● **Exercise details**
Please repeat, from the entries that follow, the lines from the one containing "negative clicks: (9, 370)" through the one containing "318L143 321L138 313L1" exactly, adding nothing.

Segment Start: Recorded information

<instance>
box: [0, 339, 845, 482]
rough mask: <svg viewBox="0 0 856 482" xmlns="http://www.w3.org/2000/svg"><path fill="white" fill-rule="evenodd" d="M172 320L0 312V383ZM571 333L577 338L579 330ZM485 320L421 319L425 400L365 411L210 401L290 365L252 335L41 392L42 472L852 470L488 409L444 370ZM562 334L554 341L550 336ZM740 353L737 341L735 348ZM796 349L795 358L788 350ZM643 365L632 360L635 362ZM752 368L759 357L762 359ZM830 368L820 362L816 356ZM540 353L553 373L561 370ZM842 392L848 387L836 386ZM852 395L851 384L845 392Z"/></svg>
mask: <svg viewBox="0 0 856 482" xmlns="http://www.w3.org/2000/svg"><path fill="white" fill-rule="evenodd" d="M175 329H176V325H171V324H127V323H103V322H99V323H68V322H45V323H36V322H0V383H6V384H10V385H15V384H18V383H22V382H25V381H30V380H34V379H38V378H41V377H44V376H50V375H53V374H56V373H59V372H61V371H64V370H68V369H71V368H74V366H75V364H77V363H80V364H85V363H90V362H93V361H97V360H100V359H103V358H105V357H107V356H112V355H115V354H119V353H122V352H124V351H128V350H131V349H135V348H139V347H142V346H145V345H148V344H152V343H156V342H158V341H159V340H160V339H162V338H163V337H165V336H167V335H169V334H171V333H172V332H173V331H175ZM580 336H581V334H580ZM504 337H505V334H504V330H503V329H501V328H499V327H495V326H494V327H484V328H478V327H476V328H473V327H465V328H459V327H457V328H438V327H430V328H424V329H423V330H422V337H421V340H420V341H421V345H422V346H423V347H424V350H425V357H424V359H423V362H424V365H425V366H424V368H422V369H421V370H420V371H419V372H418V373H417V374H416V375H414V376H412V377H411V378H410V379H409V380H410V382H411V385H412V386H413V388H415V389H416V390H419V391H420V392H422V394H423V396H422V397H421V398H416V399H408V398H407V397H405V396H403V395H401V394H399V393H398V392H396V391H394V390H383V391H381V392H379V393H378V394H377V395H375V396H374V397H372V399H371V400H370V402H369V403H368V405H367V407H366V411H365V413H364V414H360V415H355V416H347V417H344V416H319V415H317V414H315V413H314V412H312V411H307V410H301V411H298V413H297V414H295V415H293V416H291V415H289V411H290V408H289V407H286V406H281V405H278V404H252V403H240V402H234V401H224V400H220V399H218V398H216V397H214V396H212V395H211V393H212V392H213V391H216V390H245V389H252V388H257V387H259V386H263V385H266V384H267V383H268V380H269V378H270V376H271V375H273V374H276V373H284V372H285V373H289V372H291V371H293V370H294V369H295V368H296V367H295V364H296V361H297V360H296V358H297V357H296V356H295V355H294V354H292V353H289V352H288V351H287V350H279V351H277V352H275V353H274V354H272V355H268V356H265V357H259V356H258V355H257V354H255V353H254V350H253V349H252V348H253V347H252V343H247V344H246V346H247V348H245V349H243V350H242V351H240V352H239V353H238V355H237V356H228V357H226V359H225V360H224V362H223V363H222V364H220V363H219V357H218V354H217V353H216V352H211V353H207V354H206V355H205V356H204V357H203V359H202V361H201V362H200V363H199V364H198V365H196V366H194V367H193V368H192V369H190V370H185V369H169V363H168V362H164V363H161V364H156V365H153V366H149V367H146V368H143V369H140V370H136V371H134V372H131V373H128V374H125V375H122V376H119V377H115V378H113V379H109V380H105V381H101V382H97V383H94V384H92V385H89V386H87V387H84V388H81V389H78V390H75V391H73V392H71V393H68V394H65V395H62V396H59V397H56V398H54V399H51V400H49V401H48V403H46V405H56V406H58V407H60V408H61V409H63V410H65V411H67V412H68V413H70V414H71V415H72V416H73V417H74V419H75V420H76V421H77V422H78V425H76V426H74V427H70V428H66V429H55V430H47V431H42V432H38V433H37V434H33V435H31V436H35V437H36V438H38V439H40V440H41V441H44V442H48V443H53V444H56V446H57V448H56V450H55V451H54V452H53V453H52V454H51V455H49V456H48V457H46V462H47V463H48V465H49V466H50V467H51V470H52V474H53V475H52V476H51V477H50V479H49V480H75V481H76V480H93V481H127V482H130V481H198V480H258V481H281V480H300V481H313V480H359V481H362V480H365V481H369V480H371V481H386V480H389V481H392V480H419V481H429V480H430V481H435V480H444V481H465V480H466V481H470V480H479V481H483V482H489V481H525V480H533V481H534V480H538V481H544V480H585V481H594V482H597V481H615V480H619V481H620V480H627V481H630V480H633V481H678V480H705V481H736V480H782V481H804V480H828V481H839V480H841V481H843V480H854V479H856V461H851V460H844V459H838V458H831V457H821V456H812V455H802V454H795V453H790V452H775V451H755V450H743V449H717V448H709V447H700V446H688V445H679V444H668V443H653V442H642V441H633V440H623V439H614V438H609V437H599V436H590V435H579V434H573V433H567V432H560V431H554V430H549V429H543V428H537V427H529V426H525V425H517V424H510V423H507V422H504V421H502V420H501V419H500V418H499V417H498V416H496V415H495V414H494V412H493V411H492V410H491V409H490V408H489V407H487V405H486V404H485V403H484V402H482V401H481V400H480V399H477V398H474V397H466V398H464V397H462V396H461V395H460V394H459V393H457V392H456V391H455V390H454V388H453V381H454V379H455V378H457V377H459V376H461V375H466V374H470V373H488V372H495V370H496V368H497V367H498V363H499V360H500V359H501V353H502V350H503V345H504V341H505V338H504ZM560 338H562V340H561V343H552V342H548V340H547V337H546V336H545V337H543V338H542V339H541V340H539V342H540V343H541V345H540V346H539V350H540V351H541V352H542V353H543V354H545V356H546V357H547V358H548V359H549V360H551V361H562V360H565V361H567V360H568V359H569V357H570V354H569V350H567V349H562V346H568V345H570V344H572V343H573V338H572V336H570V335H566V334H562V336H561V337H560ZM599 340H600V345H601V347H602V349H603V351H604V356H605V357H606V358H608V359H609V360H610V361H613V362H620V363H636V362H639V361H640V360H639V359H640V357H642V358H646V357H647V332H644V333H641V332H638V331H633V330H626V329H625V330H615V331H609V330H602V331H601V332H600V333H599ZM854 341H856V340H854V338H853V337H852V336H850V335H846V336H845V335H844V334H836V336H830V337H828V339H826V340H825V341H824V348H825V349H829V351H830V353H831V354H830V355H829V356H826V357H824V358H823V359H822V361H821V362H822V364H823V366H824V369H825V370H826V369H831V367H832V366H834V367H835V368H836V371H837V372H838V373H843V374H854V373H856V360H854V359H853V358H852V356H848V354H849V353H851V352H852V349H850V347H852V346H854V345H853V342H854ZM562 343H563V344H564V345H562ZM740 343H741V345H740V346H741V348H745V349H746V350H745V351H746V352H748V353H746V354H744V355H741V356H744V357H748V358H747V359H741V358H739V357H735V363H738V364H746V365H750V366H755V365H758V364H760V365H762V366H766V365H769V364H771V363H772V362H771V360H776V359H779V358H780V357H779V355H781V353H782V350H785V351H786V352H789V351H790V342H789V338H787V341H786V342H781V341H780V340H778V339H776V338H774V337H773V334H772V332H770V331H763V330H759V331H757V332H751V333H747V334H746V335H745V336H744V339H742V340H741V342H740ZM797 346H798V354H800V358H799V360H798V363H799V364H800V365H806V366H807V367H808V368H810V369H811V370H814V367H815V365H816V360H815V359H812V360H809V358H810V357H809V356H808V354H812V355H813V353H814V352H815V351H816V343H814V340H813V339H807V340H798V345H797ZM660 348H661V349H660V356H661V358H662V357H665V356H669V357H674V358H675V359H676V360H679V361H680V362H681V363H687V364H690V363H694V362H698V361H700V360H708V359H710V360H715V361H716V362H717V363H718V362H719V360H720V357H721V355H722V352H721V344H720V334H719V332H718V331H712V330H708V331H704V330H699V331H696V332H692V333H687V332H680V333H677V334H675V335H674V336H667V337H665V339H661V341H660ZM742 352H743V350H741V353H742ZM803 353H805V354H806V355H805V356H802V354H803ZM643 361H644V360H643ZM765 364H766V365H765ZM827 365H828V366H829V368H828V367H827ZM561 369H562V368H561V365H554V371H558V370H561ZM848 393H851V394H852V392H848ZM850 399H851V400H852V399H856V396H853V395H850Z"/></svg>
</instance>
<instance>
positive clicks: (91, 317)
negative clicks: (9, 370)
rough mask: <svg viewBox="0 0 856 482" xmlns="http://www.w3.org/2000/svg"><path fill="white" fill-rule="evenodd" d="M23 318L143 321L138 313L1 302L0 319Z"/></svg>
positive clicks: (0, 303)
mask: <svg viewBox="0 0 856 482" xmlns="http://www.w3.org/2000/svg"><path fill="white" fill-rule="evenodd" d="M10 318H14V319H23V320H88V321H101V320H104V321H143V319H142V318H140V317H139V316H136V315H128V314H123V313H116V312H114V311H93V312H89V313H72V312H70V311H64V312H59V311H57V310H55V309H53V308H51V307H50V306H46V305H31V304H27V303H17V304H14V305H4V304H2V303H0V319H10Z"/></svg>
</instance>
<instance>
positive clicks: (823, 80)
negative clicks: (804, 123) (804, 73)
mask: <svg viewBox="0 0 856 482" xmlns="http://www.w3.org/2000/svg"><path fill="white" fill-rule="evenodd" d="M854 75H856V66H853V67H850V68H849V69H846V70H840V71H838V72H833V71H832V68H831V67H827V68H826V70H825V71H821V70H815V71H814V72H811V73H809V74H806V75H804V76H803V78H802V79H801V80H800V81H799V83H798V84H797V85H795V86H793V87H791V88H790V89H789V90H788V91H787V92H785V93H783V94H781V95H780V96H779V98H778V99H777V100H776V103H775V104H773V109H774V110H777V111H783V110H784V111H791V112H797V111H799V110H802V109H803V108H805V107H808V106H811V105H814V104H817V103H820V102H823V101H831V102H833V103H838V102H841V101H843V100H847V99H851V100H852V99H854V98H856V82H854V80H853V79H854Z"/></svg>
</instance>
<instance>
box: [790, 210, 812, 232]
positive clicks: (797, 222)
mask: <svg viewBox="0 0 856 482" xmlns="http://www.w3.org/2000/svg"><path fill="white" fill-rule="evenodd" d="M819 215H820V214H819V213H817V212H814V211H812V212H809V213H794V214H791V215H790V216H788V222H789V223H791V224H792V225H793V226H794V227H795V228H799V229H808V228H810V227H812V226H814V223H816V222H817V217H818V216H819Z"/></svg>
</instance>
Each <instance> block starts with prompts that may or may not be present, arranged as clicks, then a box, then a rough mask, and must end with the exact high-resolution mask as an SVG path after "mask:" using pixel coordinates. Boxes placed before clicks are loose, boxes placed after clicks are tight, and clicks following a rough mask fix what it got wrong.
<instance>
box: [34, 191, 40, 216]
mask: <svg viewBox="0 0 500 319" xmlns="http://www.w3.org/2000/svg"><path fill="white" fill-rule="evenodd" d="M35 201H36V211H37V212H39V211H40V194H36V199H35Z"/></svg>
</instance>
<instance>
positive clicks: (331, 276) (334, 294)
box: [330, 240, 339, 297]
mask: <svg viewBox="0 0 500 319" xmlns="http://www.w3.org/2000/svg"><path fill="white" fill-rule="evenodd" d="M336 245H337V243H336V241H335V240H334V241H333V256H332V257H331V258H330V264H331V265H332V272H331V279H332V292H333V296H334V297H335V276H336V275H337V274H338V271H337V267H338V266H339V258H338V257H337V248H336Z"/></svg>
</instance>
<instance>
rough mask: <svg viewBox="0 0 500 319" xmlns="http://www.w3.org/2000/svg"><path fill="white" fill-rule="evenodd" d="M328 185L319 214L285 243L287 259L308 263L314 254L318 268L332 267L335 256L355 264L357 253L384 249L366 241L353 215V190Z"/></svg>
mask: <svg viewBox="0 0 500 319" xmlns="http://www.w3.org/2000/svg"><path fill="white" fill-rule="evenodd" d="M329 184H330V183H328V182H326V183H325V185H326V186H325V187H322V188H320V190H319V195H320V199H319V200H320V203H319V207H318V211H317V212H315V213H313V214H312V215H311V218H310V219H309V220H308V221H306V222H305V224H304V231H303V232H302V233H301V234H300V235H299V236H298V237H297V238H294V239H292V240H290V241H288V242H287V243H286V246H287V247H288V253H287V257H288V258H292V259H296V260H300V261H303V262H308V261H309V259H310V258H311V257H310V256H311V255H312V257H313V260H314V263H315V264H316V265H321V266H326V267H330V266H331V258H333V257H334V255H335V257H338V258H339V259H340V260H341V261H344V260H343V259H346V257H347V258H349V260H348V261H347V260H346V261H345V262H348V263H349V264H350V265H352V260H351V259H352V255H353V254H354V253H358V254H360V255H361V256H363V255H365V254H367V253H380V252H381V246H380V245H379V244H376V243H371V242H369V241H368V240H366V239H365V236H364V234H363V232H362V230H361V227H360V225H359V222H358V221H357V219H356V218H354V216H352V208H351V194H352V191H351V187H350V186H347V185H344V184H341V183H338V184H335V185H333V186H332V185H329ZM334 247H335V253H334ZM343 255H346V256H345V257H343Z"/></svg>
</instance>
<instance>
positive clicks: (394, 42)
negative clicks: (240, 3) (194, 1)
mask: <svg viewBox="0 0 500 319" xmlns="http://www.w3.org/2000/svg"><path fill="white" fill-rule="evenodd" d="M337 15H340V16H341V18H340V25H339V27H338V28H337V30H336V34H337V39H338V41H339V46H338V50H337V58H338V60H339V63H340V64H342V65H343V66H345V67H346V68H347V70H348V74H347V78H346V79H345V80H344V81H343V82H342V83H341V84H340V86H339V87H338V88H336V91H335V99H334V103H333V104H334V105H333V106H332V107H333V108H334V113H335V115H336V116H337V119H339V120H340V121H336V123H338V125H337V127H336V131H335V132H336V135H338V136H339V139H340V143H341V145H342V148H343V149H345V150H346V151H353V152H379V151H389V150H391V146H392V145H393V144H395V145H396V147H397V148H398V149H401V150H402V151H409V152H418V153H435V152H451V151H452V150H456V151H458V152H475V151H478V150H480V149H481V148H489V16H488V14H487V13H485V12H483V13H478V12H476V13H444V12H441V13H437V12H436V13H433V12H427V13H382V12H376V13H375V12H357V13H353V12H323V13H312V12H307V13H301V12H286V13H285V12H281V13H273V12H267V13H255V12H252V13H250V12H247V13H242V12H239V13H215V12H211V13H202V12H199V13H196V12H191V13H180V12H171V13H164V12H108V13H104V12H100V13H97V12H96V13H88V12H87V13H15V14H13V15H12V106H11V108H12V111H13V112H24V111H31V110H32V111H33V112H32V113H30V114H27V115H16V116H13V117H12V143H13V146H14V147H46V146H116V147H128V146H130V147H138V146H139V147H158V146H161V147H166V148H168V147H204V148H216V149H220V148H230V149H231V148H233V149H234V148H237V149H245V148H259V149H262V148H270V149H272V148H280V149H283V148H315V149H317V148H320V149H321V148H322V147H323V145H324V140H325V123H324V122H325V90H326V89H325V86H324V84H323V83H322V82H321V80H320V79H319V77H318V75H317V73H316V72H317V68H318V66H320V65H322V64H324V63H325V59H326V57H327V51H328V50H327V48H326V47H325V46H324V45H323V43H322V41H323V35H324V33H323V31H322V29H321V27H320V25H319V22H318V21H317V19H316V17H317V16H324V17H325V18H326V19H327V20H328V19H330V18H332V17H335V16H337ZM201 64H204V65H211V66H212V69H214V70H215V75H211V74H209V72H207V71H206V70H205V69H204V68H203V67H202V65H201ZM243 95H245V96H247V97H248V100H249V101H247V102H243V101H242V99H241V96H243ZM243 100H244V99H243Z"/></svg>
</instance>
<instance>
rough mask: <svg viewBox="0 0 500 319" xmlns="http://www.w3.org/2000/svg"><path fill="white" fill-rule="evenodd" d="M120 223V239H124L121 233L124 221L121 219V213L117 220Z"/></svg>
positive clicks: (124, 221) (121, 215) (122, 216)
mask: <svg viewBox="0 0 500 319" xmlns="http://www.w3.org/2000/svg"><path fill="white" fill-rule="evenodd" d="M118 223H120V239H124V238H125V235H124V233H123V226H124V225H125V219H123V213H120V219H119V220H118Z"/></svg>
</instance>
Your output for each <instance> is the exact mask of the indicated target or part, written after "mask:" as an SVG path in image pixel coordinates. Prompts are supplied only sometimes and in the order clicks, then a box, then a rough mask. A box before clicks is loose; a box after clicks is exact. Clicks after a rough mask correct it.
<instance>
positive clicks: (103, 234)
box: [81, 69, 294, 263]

Segment End: Recorded information

● **Task result**
negative clicks: (9, 370)
rough mask: <svg viewBox="0 0 856 482" xmlns="http://www.w3.org/2000/svg"><path fill="white" fill-rule="evenodd" d="M23 318L143 321L138 313L1 302L0 319Z"/></svg>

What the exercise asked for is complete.